■ **PROBLEM REQUIREMENTS**: Pull out each line in the items below that contains the word "grass", and copy those lines. Case matters.
Begin
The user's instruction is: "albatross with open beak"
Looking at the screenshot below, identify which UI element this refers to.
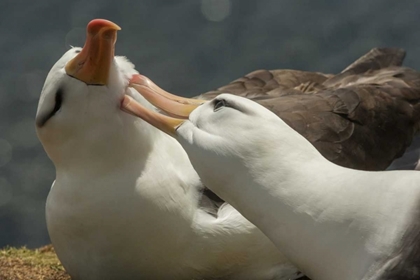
[36,20,419,280]
[36,20,297,280]
[122,89,420,280]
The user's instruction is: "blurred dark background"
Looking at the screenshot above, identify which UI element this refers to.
[0,0,420,247]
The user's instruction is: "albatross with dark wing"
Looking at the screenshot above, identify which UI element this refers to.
[36,20,420,280]
[122,94,420,280]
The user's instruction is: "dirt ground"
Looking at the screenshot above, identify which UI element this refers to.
[0,245,70,280]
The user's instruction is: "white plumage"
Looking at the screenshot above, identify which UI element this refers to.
[123,94,420,280]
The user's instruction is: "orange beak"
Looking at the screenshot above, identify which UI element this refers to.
[65,19,121,85]
[121,95,185,137]
[129,74,206,118]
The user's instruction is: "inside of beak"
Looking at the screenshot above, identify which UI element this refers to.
[65,19,121,85]
[121,95,185,137]
[129,74,206,118]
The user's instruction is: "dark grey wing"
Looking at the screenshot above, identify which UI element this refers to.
[198,48,420,212]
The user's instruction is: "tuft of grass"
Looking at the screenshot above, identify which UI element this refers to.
[0,245,70,280]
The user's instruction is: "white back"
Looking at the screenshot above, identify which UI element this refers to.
[177,94,420,280]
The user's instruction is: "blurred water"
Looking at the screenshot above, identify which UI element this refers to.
[0,0,420,247]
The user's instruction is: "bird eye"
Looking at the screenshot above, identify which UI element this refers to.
[213,99,226,112]
[51,89,63,117]
[36,89,63,127]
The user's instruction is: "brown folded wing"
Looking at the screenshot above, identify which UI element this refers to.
[199,49,420,170]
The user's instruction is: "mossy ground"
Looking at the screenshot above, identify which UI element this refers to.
[0,245,70,280]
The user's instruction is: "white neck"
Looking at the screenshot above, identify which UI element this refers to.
[218,126,420,280]
[47,115,293,278]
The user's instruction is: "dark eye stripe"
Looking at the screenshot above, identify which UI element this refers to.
[213,99,227,111]
[36,88,64,127]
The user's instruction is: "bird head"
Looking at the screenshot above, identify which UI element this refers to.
[36,19,150,170]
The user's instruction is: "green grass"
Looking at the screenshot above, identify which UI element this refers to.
[0,245,70,280]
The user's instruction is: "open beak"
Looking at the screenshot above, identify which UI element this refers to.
[129,74,206,118]
[65,19,121,85]
[121,95,186,137]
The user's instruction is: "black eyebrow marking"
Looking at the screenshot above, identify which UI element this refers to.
[36,88,64,127]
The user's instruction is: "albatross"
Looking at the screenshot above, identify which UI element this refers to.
[122,93,420,280]
[36,20,420,280]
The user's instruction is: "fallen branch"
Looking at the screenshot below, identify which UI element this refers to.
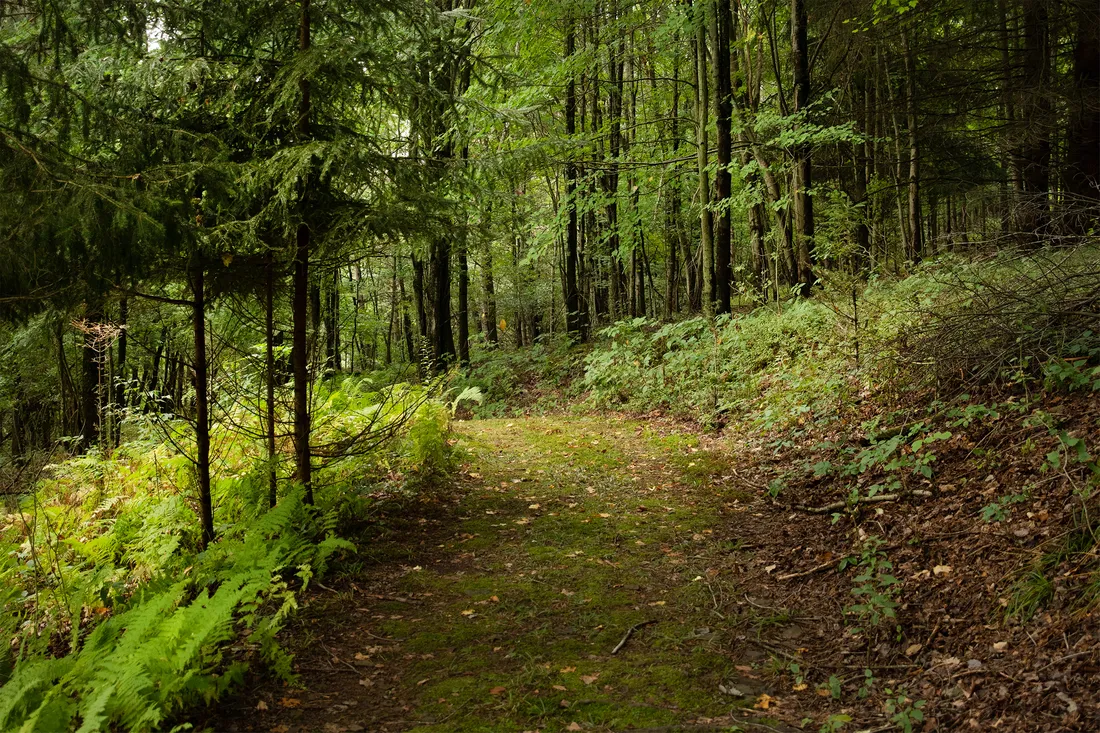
[612,619,657,654]
[792,489,932,514]
[776,560,840,580]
End
■ **RESULT OF THIS TASK**:
The user's instruction is: "tuft of grass"
The user's instruction is: "green grass"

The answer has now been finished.